[Set tasks]
(1) Set down the passage of the ammunition thread between "With the way" and "all the responses.", inclusive, reproducing its wording precisely.
(2) In the ammunition thread, what price per box does the original poster say would be reasonable?

[Text shown]
────────
# .40 cal Ammunition



## gonehunting (May 14, 2005)

Hope this is the right forum for this question. I have 350 rounds (7-50 round boxes) of Winchester .40 cal S&W fmj 180 grain rounds. Is there a shortage on this ammo currently. I am looking to sell it. What is it worth if I wanted to sell it? Not looking to make alot on it.


----------



## People (Jan 17, 2005)

There is a shortage on all ammo. As far as cost goes what did you pay for it? For me it is worthless. I am sitting on almost 75,000 40 S&W once fired brass. Now only if I could use that brass for handgun bullet jackets.

A high tide means Chuck Norris is flying over your coast. The tide is caused by God pissing his pants.


----------



## dakotashooter2 (Oct 31, 2003)

Just look it up on some of the mail order sites. Midway, Cheaper than Dirt, Cabela's etc. That will give you the fair market price. The stuff on the auctions right now is being grossly overbid by panic buyers.


----------



## specialpatrolgroup (Jan 16, 2009)

With the way things are going I dont know if I would sell ammo to anyone I didnt know, they could shoot someone and you would probably end up being responsible, or having to spend a good chunk of cash proving that you werent unless you have good liabiltiy insurance.


----------



## gonehunting (May 14, 2005)

Just looking to get rid of some ammo. I didn't realize it would be such a hassle or possible liability. I see they sell for about $20-$25/box depending on where you look. If I could get $15.00 I guess that would be reasonable since I've had them for some time. Thanks for all the responses.


----------
────────
[Provided material]
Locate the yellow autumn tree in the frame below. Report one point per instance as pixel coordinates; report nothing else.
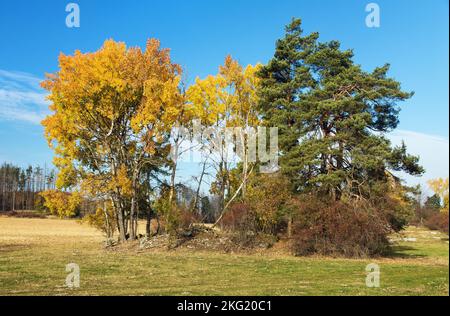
(112, 112)
(62, 204)
(228, 99)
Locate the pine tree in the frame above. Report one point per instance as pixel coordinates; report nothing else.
(332, 117)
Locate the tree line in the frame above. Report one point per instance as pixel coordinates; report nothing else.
(114, 113)
(20, 187)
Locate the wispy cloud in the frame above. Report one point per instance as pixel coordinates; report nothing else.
(21, 97)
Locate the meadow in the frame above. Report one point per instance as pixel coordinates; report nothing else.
(34, 254)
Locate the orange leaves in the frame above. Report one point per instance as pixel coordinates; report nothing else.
(440, 187)
(114, 105)
(230, 95)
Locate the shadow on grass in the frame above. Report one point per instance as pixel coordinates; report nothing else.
(400, 252)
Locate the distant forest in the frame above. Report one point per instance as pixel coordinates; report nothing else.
(19, 187)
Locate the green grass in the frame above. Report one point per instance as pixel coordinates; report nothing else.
(36, 266)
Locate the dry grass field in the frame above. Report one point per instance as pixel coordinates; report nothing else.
(35, 252)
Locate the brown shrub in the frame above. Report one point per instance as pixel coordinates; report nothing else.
(25, 214)
(339, 229)
(438, 221)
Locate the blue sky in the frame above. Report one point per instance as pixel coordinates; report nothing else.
(413, 38)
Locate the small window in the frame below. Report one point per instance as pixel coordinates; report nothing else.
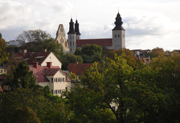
(55, 91)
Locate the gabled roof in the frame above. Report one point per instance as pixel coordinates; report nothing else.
(41, 72)
(99, 42)
(78, 69)
(31, 57)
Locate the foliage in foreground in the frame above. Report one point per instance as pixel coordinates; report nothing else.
(139, 96)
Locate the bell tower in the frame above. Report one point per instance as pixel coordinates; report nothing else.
(71, 37)
(77, 30)
(118, 34)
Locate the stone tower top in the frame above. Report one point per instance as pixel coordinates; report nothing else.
(71, 27)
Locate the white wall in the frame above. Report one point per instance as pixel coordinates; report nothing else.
(52, 58)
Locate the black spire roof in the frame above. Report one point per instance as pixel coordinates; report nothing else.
(71, 27)
(118, 23)
(77, 28)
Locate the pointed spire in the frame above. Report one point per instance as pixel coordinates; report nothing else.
(77, 28)
(118, 23)
(71, 27)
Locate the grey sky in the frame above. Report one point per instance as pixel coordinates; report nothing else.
(148, 23)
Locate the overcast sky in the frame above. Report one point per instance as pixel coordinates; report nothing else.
(148, 23)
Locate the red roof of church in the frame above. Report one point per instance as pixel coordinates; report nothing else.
(31, 57)
(99, 42)
(41, 72)
(78, 69)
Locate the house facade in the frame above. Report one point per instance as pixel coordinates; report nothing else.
(41, 57)
(51, 76)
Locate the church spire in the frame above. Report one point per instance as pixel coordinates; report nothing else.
(71, 27)
(118, 23)
(77, 28)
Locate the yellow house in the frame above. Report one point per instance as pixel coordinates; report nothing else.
(51, 76)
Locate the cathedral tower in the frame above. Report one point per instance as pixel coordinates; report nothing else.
(61, 38)
(72, 37)
(118, 34)
(77, 30)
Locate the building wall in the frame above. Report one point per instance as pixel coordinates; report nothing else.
(52, 58)
(61, 38)
(118, 38)
(58, 83)
(72, 42)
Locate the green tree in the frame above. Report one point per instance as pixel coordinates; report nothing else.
(23, 78)
(33, 36)
(129, 55)
(3, 55)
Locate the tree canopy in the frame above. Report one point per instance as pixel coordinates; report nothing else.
(128, 95)
(3, 55)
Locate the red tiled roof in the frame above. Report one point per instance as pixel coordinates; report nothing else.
(43, 71)
(1, 90)
(99, 42)
(78, 69)
(67, 78)
(31, 57)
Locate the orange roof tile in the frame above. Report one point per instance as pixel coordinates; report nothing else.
(99, 42)
(41, 72)
(31, 57)
(78, 69)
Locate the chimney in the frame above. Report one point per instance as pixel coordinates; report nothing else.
(45, 50)
(36, 64)
(24, 51)
(49, 64)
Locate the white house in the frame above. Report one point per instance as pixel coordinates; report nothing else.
(51, 76)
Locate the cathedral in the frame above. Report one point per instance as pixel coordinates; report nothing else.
(74, 41)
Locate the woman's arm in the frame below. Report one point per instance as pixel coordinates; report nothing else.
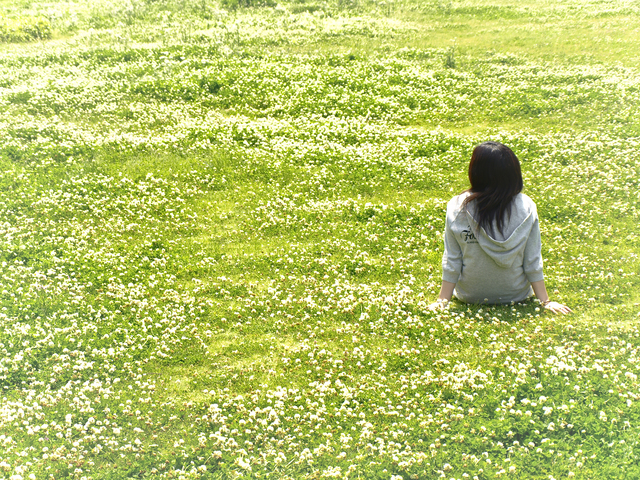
(541, 293)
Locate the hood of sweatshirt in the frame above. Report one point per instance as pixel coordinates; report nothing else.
(504, 248)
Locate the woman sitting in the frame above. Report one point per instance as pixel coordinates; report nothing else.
(492, 236)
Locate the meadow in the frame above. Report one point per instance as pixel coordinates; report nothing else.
(221, 226)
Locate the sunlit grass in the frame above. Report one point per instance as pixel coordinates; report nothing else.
(220, 230)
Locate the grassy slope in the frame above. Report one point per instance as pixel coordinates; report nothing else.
(306, 249)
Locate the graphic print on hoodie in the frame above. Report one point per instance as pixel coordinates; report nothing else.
(496, 267)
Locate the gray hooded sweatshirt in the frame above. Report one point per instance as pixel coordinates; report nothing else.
(496, 267)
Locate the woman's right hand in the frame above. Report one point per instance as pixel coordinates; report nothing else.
(556, 308)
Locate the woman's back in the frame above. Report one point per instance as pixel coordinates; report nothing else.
(496, 266)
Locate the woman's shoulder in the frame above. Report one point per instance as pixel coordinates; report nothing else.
(456, 204)
(523, 201)
(458, 200)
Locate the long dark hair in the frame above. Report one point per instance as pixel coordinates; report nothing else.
(495, 177)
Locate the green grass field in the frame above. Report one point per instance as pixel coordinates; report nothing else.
(221, 225)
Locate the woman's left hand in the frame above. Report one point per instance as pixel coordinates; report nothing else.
(439, 304)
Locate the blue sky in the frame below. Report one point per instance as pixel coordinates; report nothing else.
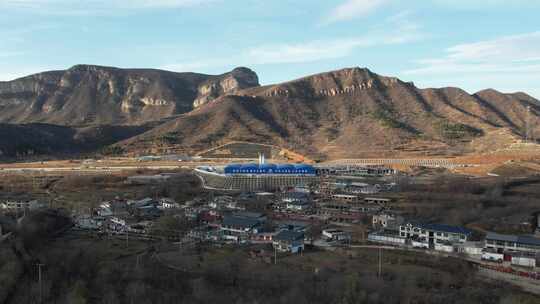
(471, 44)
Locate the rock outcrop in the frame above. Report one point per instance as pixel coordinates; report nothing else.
(86, 94)
(231, 83)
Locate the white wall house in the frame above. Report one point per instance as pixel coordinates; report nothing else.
(435, 233)
(504, 242)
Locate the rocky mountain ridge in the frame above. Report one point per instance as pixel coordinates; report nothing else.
(350, 112)
(86, 95)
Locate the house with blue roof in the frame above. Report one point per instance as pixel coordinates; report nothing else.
(434, 233)
(289, 241)
(239, 228)
(269, 169)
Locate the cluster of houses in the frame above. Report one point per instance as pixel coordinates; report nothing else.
(124, 215)
(516, 250)
(21, 206)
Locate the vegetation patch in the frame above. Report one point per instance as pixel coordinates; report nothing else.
(449, 130)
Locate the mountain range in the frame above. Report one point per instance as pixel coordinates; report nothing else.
(351, 112)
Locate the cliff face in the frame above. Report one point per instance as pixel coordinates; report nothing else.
(345, 113)
(231, 83)
(349, 113)
(103, 95)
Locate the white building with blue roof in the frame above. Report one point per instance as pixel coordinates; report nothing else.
(435, 233)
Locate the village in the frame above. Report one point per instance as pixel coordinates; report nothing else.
(336, 213)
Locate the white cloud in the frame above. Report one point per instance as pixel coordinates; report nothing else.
(352, 9)
(482, 5)
(403, 31)
(517, 53)
(72, 7)
(511, 63)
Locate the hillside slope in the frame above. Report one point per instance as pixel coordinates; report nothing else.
(345, 113)
(41, 139)
(348, 113)
(85, 94)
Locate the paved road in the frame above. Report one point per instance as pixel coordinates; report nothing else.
(529, 285)
(424, 162)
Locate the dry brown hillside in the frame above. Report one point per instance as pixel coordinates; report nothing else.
(349, 113)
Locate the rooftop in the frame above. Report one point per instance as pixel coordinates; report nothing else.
(289, 235)
(522, 239)
(242, 222)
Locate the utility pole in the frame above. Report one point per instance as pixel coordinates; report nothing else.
(380, 262)
(179, 241)
(39, 266)
(528, 125)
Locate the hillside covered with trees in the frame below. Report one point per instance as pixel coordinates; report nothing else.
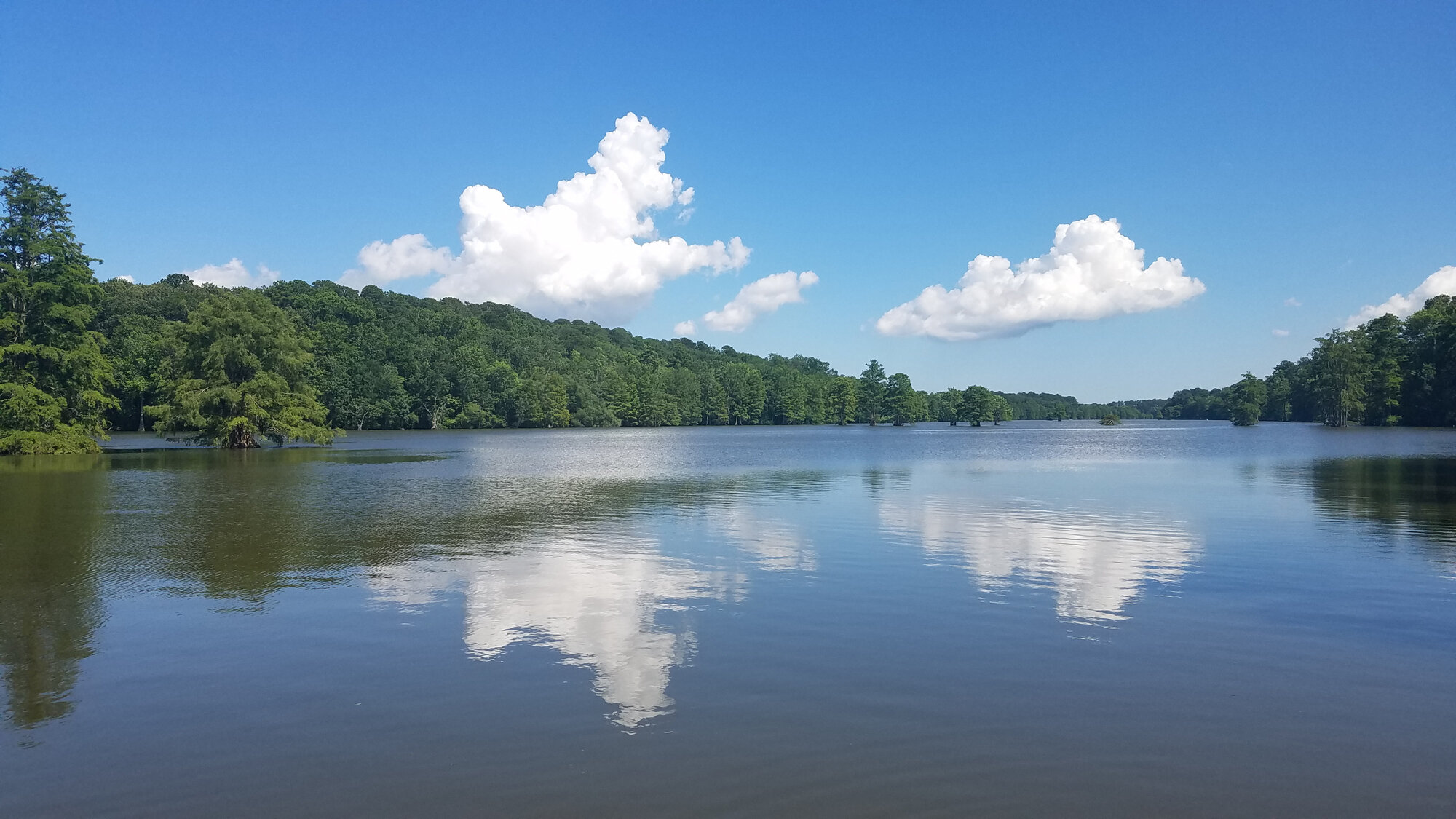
(304, 362)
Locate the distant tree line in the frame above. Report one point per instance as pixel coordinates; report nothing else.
(305, 362)
(1385, 372)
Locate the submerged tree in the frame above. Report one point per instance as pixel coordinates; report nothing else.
(237, 375)
(1246, 401)
(53, 373)
(1340, 366)
(844, 400)
(1001, 410)
(978, 405)
(873, 385)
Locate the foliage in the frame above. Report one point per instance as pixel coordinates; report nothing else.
(235, 372)
(1247, 401)
(55, 376)
(873, 387)
(844, 400)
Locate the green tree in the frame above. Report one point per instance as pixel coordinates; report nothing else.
(1387, 349)
(1001, 410)
(873, 385)
(716, 400)
(1342, 368)
(1246, 401)
(53, 372)
(978, 405)
(901, 400)
(844, 400)
(746, 394)
(237, 375)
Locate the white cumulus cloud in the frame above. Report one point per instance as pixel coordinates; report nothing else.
(1091, 272)
(758, 298)
(407, 257)
(1439, 283)
(232, 274)
(592, 250)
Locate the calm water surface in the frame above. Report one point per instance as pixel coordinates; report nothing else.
(1033, 620)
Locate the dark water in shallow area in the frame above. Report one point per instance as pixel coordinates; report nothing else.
(1033, 620)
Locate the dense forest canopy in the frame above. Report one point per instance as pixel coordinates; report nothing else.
(302, 362)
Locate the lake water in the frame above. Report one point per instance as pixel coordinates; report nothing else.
(1032, 620)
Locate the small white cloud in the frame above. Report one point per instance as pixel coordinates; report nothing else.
(403, 258)
(1439, 283)
(758, 298)
(1091, 272)
(232, 274)
(592, 250)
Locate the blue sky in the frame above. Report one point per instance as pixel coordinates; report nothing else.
(1295, 154)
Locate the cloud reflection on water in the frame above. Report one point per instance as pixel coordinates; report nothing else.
(595, 598)
(1097, 561)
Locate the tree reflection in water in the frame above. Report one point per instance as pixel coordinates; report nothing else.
(50, 606)
(1409, 496)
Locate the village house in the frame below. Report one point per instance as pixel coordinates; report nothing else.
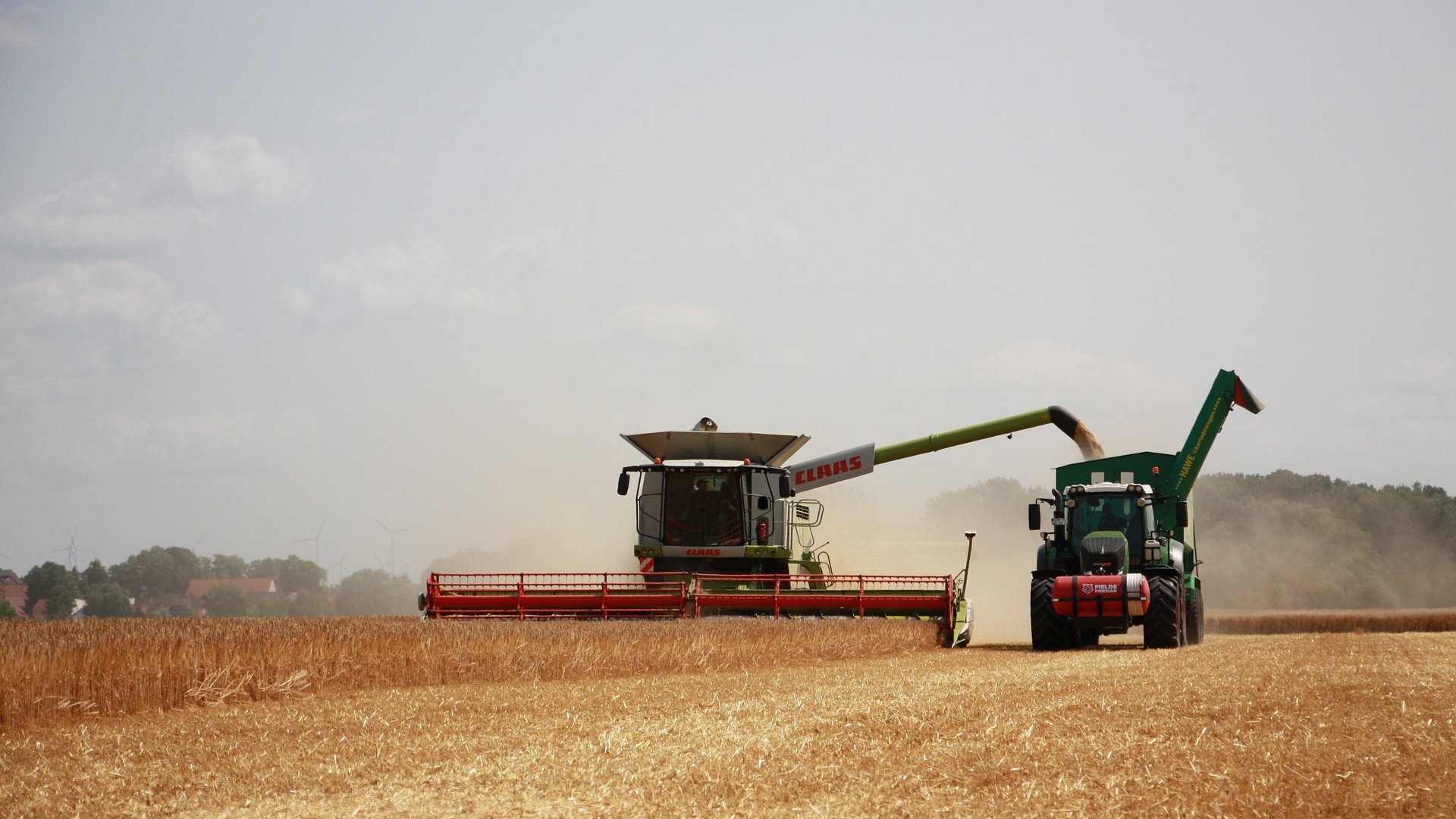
────────
[Expected results]
(1)
With the way things are going I dont know if I would sell ammo to anyone I didnt know, they could shoot someone and you would probably end up being responsible, or having to spend a good chunk of cash proving that you werent unless you have good liabiltiy insurance.


----------



## gonehunting (May 14, 2005)

Just looking to get rid of some ammo. I didn't realize it would be such a hassle or possible liability. I see they sell for about $20-$25/box depending on where you look. If I could get $15.00 I guess that would be reasonable since I've had them for some time. Thanks for all the responses.

(2) $15.00 per box.